Data extract
-*-*-

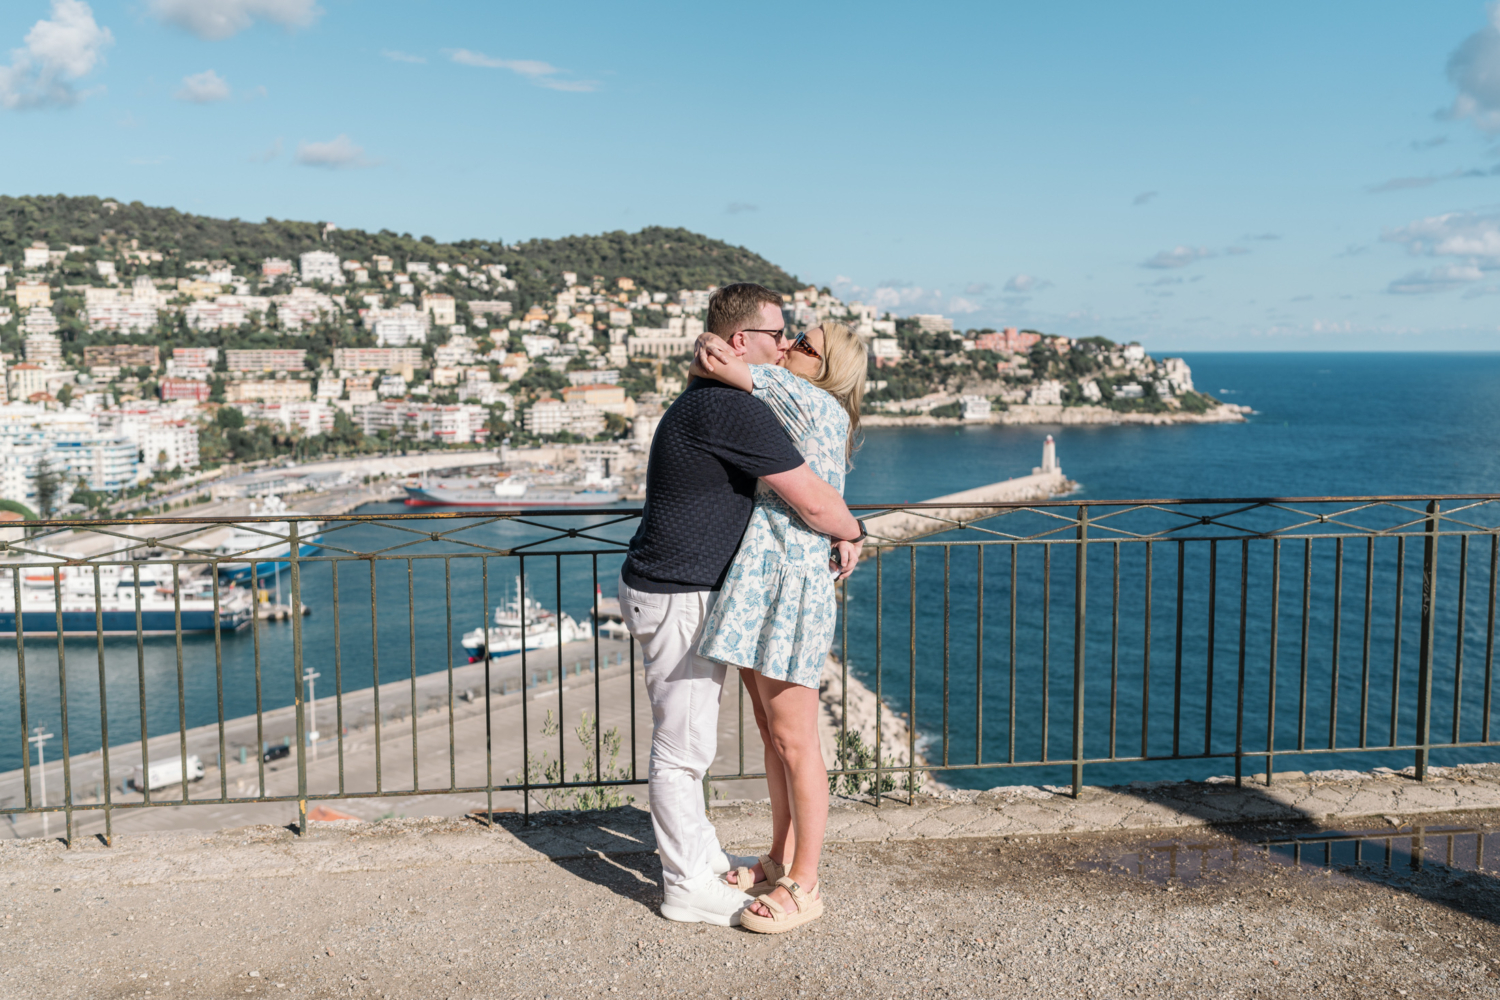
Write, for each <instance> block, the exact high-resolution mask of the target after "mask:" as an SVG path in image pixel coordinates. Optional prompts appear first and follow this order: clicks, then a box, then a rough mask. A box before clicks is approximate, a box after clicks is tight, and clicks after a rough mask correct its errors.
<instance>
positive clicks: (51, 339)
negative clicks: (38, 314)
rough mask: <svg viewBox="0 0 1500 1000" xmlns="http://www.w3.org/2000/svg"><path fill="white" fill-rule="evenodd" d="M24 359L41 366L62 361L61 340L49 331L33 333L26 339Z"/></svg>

-*-*-

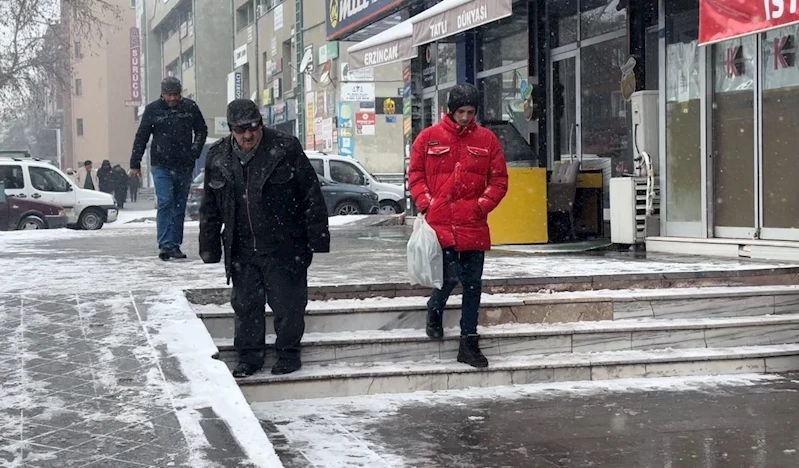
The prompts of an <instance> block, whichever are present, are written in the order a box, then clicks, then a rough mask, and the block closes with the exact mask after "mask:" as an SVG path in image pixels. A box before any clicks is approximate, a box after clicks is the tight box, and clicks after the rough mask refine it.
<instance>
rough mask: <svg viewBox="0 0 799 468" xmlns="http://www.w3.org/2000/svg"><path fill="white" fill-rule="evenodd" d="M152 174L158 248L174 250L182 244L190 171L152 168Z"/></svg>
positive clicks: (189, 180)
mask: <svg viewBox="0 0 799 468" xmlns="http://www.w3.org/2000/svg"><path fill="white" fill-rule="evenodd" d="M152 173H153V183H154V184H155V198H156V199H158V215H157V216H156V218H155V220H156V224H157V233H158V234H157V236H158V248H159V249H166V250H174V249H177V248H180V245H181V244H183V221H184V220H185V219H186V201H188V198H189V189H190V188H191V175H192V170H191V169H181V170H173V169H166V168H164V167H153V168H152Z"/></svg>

-*-*-

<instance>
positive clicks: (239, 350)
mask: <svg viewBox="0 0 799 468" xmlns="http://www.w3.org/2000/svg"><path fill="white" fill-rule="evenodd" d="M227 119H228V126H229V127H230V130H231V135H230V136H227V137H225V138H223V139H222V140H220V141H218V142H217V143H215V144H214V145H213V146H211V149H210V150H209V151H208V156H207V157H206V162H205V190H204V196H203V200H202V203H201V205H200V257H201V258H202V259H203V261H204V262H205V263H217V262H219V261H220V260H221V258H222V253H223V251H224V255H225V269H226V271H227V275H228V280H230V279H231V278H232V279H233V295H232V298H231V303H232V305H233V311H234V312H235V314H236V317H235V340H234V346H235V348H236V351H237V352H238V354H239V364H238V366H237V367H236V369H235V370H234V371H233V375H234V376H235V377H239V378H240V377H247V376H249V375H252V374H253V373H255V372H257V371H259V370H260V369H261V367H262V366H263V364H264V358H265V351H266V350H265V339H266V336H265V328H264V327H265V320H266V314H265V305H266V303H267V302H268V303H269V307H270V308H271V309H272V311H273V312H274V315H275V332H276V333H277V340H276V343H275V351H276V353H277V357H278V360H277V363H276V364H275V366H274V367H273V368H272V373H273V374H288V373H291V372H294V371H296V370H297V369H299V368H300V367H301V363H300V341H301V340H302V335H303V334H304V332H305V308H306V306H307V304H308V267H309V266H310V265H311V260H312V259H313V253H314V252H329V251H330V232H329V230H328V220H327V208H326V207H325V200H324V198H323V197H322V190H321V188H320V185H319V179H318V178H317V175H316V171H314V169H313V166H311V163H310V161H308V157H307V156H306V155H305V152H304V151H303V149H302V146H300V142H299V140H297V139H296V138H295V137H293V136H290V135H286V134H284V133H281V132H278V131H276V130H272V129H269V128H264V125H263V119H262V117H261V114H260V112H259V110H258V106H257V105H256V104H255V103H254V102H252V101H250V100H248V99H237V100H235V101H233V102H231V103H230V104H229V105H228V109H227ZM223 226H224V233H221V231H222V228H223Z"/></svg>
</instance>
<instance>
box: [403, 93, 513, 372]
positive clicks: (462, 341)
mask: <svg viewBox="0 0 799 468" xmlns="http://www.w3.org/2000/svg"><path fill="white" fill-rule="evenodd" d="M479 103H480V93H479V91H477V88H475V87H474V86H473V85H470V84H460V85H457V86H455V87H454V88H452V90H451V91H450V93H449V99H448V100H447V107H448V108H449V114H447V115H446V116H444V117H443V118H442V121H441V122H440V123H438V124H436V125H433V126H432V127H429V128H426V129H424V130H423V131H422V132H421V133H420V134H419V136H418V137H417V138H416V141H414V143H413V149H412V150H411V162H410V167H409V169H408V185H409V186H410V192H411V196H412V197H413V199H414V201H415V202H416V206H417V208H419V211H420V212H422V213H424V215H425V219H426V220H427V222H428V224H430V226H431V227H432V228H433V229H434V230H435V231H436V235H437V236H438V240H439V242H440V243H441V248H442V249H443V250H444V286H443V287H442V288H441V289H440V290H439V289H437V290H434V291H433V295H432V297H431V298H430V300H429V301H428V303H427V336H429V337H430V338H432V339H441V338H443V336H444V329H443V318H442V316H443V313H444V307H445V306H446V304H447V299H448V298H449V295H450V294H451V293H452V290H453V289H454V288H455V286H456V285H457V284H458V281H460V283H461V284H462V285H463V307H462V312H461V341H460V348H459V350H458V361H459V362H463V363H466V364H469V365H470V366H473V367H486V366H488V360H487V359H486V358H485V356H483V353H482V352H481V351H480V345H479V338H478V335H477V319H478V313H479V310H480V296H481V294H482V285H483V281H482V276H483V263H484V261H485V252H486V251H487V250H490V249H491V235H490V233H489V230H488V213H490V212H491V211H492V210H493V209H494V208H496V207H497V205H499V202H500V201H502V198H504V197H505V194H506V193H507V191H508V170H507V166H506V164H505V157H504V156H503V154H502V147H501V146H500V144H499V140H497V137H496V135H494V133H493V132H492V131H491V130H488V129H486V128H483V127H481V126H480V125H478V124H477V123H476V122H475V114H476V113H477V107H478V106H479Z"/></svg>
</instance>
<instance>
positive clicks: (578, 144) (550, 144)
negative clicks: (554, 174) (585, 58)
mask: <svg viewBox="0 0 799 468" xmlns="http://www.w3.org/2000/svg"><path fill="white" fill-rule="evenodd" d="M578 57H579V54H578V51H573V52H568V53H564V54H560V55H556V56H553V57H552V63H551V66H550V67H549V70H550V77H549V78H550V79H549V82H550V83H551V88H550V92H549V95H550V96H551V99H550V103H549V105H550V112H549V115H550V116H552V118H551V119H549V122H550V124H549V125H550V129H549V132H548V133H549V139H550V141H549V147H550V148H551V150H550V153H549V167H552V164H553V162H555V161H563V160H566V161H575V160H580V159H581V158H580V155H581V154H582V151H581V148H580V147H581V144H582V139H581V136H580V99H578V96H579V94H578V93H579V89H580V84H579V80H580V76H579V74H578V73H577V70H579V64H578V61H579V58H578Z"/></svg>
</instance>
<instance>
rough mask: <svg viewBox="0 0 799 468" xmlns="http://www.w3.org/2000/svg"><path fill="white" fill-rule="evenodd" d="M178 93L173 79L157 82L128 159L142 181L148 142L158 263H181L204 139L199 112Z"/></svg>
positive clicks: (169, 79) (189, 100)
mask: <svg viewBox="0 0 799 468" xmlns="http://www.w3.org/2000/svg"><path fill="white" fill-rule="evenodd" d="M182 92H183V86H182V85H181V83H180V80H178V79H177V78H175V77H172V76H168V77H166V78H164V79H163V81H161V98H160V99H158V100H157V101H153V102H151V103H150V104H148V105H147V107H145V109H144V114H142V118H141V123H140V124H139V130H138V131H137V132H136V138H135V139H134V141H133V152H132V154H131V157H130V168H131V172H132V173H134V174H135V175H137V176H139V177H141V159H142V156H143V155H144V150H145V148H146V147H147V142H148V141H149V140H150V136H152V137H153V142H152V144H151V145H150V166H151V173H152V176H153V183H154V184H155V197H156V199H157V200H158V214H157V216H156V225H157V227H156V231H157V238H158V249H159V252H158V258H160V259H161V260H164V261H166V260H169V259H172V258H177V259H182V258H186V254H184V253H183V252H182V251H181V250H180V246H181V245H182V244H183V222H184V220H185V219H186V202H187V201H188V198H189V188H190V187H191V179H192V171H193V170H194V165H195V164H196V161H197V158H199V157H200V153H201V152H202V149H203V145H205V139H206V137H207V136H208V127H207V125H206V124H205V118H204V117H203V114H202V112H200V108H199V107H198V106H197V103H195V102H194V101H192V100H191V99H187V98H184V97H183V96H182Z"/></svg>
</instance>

-*-*-

Required work
Copy out only the lines of the records above from the one with "box: [403, 93, 513, 372]" through the one with "positive clicks: (578, 144) (550, 144)", exactly as they stand, both included.

Your response
box: [403, 93, 513, 372]
positive clicks: (462, 341)
mask: <svg viewBox="0 0 799 468" xmlns="http://www.w3.org/2000/svg"><path fill="white" fill-rule="evenodd" d="M479 103H480V93H479V91H477V88H475V87H474V86H473V85H470V84H460V85H457V86H455V87H454V88H452V90H451V91H450V93H449V99H448V100H447V107H448V108H449V114H447V115H446V116H444V117H443V118H442V121H441V122H440V123H438V124H436V125H433V126H432V127H429V128H426V129H424V130H423V131H422V132H421V133H420V134H419V136H418V137H417V138H416V141H414V143H413V149H412V150H411V162H410V167H409V169H408V185H409V186H410V192H411V196H412V197H413V199H414V201H415V202H416V206H417V208H419V211H420V212H422V213H424V215H425V219H426V220H427V222H428V224H430V226H431V227H432V228H433V229H434V230H435V231H436V235H437V236H438V240H439V242H440V243H441V248H442V249H443V250H444V286H443V287H442V288H441V289H440V290H439V289H437V290H434V291H433V295H432V297H431V298H430V300H429V301H428V303H427V336H429V337H430V338H432V339H441V338H443V336H444V329H443V318H442V316H443V313H444V307H445V306H446V304H447V299H448V298H449V295H450V294H451V293H452V290H453V289H454V288H455V286H456V285H457V284H458V281H460V283H461V284H462V285H463V307H462V312H461V341H460V348H459V350H458V361H459V362H463V363H466V364H469V365H470V366H473V367H486V366H488V360H487V359H486V358H485V356H483V353H482V352H481V351H480V345H479V338H478V335H477V319H478V313H479V310H480V296H481V294H482V285H483V281H482V276H483V263H484V261H485V252H486V251H487V250H490V249H491V235H490V233H489V230H488V213H490V212H491V211H492V210H493V209H494V208H496V207H497V205H499V202H500V201H502V198H504V197H505V194H506V193H507V191H508V170H507V166H506V164H505V157H504V156H503V154H502V147H501V146H500V144H499V140H497V137H496V135H494V133H493V132H492V131H491V130H488V129H486V128H483V127H481V126H480V125H478V124H477V123H476V122H475V114H476V113H477V107H478V106H479Z"/></svg>
</instance>
<instance>
positive clicks: (578, 144) (550, 144)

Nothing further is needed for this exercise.